===== Page text =====
I think at the moment, I'm inclined to stay here, forget about any more kids, push for financial protection from my new boyfriend in whatever form so I'd be a bit better off than by myself somewhere else, see what happens with marriage. But basically try to let go of the idea of more kids, then the marriage thing practically doesn't matter at all, and I can understand and accept him not wanting to marry if it is just him and me together as a couple with no future children.

 

I have the same job here than if I move to be nearer the job, but need to be away essentially one night every two weeks. The downside to my son of this is outweighed by the risk his father moves closer and/or starts court action with me having less emotional and financial support from my current partner.

Link to comment
  • Replies 153
  • Created
  • Last Reply

Actually I'll just say one more thing about the him not leaving me anything if he dies, and leaving the house to his daughter if that were the only asset and not our future children or myself....

 

 

* When there are kids from a previous relationship I'm fine with getting very little from my husband for myself were he to die, but would want to continue living in the house until my/our children were grown. If it's just his daughter, then I'd be happy for all assets to go to the previous child of his other marriage. I'll be able to save something in this relationship/invest in something from my own career, I think he'll work with me to make sure that happens even if we don't marry.

 

* If we had any kids I would obviously want the assets split between his kids from all marriages fairly. I wouldn't want anything from him as such. Returning to my previous quality of life would be fine for me, maybe with a slight boost depending on how long we had been together. I think he would be fine with this.
===== Listed entries =====
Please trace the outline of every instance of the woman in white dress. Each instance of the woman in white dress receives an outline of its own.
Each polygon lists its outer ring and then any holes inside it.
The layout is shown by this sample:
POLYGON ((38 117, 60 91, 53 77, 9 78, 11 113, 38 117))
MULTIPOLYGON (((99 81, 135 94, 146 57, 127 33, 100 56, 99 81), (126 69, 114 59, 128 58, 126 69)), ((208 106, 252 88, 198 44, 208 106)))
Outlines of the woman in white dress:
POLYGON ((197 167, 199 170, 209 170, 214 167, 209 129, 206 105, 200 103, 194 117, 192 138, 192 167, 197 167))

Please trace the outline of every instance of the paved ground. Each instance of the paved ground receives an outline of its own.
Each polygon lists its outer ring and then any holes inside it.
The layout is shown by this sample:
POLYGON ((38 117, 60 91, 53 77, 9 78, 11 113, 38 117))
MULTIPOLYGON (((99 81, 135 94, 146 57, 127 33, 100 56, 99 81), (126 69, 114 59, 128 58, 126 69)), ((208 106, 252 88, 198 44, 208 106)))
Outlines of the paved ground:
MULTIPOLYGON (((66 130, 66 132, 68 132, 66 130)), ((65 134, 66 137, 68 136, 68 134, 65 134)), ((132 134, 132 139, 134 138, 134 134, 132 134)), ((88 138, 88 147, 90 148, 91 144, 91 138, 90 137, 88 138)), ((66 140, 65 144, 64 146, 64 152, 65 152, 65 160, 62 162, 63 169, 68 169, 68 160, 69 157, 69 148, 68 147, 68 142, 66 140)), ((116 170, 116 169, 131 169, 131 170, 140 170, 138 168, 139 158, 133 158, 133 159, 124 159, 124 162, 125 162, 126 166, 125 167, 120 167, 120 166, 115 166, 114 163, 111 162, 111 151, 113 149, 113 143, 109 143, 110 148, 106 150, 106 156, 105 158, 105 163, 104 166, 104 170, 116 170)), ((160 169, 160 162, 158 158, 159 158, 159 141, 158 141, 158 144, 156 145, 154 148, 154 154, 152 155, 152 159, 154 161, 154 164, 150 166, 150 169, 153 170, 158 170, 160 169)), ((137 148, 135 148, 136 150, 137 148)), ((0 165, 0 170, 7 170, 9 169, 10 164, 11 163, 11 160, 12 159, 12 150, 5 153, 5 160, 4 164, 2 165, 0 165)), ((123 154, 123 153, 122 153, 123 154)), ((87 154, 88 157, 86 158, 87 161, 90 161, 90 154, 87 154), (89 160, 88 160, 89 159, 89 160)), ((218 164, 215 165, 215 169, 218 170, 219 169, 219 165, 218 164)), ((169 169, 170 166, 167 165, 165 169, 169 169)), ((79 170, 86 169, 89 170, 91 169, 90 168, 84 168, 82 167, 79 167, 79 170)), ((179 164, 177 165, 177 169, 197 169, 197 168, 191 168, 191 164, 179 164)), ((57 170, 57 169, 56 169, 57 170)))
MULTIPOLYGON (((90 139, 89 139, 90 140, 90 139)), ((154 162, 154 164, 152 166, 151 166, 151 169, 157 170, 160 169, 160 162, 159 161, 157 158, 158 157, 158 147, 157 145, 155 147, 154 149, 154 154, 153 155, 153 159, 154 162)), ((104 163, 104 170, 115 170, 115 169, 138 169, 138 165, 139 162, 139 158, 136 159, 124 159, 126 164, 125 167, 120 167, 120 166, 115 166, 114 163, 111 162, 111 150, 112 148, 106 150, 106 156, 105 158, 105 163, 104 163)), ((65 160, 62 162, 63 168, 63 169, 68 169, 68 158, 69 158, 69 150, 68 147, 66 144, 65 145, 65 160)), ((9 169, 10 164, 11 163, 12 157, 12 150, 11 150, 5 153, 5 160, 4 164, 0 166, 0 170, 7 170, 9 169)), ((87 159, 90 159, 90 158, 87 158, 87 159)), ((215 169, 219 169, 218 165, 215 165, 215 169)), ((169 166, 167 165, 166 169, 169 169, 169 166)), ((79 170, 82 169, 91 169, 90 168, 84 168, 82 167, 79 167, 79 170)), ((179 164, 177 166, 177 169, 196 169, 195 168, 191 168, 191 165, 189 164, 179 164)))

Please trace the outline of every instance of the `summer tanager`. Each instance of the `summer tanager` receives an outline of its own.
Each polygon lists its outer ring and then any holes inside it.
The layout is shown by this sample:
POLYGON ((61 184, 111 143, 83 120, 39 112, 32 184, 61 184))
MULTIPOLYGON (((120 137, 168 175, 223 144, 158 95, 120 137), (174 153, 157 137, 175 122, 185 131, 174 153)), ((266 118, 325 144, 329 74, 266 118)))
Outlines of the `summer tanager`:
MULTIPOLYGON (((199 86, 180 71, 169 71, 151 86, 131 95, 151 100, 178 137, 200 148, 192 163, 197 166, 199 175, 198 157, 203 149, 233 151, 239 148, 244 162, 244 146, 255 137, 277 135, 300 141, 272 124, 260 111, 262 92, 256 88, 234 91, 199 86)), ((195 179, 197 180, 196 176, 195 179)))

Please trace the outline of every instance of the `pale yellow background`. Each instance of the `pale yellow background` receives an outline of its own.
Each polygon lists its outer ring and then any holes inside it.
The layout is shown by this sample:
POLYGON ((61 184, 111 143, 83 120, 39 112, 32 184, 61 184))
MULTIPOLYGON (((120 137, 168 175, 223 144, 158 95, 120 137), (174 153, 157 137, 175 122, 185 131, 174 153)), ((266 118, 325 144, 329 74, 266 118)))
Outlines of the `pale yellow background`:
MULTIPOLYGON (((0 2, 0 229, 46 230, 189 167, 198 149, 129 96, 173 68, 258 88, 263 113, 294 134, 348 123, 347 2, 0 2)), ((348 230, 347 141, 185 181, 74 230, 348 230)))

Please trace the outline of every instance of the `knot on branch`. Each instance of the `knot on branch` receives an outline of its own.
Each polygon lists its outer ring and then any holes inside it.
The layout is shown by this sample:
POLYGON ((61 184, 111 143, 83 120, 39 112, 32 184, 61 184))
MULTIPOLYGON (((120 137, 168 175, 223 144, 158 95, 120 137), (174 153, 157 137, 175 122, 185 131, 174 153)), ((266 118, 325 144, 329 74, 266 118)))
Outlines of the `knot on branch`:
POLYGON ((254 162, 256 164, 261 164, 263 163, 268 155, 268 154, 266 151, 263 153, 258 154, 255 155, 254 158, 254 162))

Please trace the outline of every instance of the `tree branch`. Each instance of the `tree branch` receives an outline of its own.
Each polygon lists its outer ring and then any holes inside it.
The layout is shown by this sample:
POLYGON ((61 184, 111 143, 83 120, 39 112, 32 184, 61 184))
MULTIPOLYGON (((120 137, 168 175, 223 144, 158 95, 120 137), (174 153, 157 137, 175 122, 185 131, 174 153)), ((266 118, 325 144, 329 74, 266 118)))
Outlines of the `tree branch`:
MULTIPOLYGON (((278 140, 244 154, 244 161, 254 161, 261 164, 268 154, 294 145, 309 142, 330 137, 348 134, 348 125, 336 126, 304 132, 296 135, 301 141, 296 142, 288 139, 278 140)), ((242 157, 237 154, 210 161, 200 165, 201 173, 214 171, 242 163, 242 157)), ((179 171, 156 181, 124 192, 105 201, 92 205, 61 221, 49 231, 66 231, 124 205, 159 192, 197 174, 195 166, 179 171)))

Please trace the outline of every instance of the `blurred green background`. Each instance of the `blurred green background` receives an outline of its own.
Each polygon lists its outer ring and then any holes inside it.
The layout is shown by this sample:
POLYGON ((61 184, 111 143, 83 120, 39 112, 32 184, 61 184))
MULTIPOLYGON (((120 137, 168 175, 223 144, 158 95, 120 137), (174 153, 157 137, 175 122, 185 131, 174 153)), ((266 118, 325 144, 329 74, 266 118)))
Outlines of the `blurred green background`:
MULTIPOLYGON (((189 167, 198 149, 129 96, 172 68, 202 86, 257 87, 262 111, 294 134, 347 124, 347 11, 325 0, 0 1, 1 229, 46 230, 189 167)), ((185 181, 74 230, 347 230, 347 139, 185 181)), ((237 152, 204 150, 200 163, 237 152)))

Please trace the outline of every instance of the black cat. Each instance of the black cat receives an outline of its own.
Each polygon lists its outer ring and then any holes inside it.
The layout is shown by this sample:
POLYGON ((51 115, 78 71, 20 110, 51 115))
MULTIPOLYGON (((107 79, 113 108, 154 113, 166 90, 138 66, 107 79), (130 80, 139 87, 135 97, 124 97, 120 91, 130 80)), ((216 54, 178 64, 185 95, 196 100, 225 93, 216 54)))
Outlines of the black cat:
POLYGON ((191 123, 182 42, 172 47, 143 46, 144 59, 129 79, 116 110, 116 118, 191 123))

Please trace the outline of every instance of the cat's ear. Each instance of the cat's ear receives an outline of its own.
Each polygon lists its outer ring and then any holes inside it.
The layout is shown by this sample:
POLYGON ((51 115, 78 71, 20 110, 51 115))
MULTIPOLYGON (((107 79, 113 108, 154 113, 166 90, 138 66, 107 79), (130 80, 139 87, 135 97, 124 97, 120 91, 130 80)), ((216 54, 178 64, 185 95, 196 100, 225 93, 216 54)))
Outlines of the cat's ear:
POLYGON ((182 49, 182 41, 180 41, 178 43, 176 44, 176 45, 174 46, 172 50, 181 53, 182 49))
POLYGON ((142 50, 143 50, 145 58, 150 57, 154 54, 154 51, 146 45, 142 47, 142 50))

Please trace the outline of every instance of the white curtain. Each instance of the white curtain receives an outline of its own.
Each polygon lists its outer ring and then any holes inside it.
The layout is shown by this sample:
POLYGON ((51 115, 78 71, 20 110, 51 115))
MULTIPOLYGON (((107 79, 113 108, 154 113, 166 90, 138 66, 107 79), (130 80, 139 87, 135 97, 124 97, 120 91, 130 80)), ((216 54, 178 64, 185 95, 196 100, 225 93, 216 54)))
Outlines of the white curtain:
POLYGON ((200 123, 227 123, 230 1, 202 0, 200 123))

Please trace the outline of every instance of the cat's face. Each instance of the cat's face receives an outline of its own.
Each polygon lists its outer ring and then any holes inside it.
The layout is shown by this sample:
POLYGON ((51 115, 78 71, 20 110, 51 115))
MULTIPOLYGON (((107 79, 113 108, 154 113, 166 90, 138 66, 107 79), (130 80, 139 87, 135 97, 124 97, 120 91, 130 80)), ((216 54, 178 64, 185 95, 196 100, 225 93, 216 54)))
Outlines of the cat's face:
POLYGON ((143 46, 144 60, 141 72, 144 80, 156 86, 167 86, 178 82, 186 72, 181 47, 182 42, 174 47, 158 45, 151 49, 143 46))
=====
**Work to complete:** Reproduce the forum post about marriage, children, and inheritance in full, word for word. These rows have nothing to do with the forum post.

**Result of the exercise:**
I think at the moment, I'm inclined to stay here, forget about any more kids, push for financial protection from my new boyfriend in whatever form so I'd be a bit better off than by myself somewhere else, see what happens with marriage. But basically try to let go of the idea of more kids, then the marriage thing practically doesn't matter at all, and I can understand and accept him not wanting to marry if it is just him and me together as a couple with no future children.

 

I have the same job here than if I move to be nearer the job, but need to be away essentially one night every two weeks. The downside to my son of this is outweighed by the risk his father moves closer and/or starts court action with me having less emotional and financial support from my current partner.

Link to comment
  • Replies 153
  • Created
  • Last Reply

Actually I'll just say one more thing about the him not leaving me anything if he dies, and leaving the house to his daughter if that were the only asset and not our future children or myself....

 

 

* When there are kids from a previous relationship I'm fine with getting very little from my husband for myself were he to die, but would want to continue living in the house until my/our children were grown. If it's just his daughter, then I'd be happy for all assets to go to the previous child of his other marriage. I'll be able to save something in this relationship/invest in something from my own career, I think he'll work with me to make sure that happens even if we don't marry.

 

* If we had any kids I would obviously want the assets split between his kids from all marriages fairly. I wouldn't want anything from him as such. Returning to my previous quality of life would be fine for me, maybe with a slight boost depending on how long we had been together. I think he would be fine with this.